Text >>
We'd like the XML based on the XSD's provided to be be transformed to reflect an overall graph based (RDFS probably) data model (early in development) that begins with a large number of existing systems that we'd like to ultimately make Linked Open Data enabled SPARQL endpoints to ease correlation across disparately owned/operated/managed graphs (other LOD/SPARQL exposed DB's) as they also represent a large number of relational schemas that must be integrated but are unlikely to be normalized without extreme coordination cost - then there's lots of existing domain taxonomies/ontologies (like XBRL with FM concepts/terms tags, and I think SIOC is the kind of data model we want that tracks the dollar instead of the person across disparate web sites) that may be useful in building a federated graph-bridge capability without instantiating 'one ring to rule them all' (yet another) database, which is what most seem to assume or recommend that we do.
I hope this helps give more ideas about what we're thinking - as you might imagine the stakeholder set is extraordinarily large, so it's not always easy to progress in an 'agile' fashion. Feel free to reach out to me george at thomas dot name as you like, I'm sure I could learn from you, and would be grateful for that.

Data lines >>
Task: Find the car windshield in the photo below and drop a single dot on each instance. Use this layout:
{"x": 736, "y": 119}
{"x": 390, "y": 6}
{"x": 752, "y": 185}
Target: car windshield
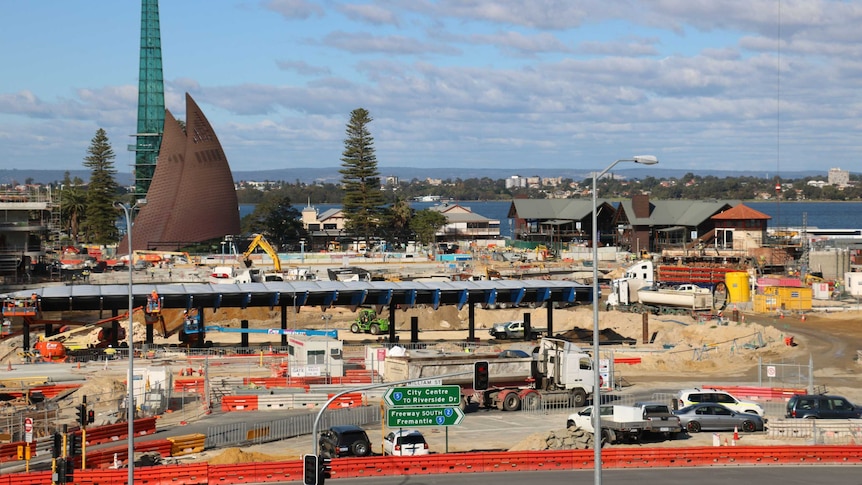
{"x": 352, "y": 437}
{"x": 412, "y": 439}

Things to do >>
1. List every group of words joined by slashes in the post about turning XML into a graph data model.
2. Give each line of the records as an item in a numbered list, leaving out blank lines and the pictures.

Task-by-task results >>
1.
owned/operated/managed
LOD/SPARQL
taxonomies/ontologies
concepts/terms

2.
1. Task: Find the car windshield in the photo below and drop a single dot on each instance. Use this layout:
2. {"x": 736, "y": 119}
3. {"x": 390, "y": 6}
4. {"x": 752, "y": 185}
5. Target: car windshield
6. {"x": 352, "y": 437}
7. {"x": 412, "y": 439}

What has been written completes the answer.